:: EXERCISE INSTRUCTIONS ::
Take the line that contains "Query: blue collared shirt" and every line after it in the material below, and quote them exactly.

:: RECORDS SHOWN ::

--------------------------------------------------

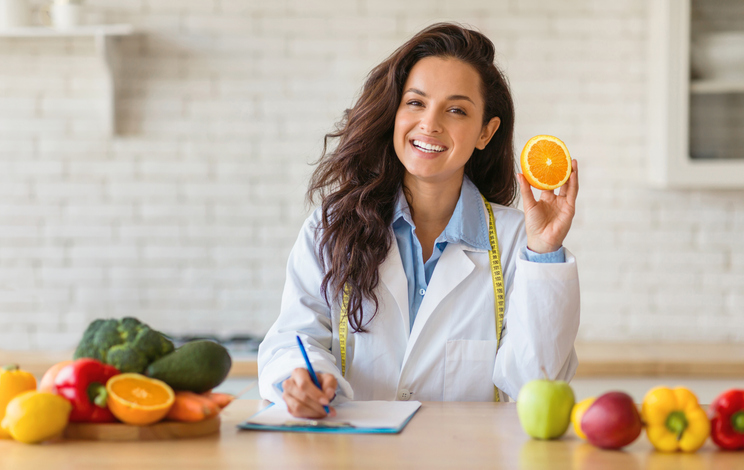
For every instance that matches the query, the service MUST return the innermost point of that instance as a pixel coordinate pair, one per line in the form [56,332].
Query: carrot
[221,399]
[192,407]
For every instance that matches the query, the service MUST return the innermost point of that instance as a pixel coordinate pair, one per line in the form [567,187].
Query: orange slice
[546,162]
[140,400]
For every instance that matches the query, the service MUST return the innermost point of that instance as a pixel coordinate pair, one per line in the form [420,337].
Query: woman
[404,231]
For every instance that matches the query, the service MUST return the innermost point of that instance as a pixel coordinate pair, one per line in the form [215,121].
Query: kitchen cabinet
[695,120]
[105,48]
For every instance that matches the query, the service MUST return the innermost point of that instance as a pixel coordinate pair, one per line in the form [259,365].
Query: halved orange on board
[140,400]
[546,163]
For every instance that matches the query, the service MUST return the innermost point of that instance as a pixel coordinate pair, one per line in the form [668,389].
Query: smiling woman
[414,279]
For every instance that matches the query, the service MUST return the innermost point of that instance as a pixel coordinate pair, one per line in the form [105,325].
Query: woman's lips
[423,154]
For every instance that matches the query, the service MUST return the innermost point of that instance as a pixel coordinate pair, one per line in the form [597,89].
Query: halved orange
[136,399]
[545,162]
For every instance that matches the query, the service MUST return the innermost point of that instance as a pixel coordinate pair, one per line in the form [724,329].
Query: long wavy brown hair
[359,181]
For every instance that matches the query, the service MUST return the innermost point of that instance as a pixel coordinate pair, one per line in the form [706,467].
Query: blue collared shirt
[467,225]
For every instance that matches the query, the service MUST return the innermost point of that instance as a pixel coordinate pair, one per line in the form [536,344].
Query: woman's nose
[430,122]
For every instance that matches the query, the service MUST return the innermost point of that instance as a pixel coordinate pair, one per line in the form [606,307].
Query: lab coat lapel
[394,277]
[452,268]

--------------------------------------------------

:: WRITTEN RESPONSE ::
Query: blue collared shirt
[467,225]
For every instance that matches the query, the service MUST return the innermost point of that instance as a pixel coordinate pair, one per line in the form [536,344].
Query: woman's nose
[430,122]
For every instance that matches the query, the service MUST return the innermost point of that instance as a pixel coordinate pair, one per line in the form [606,307].
Query: lab coat lapel
[394,277]
[452,268]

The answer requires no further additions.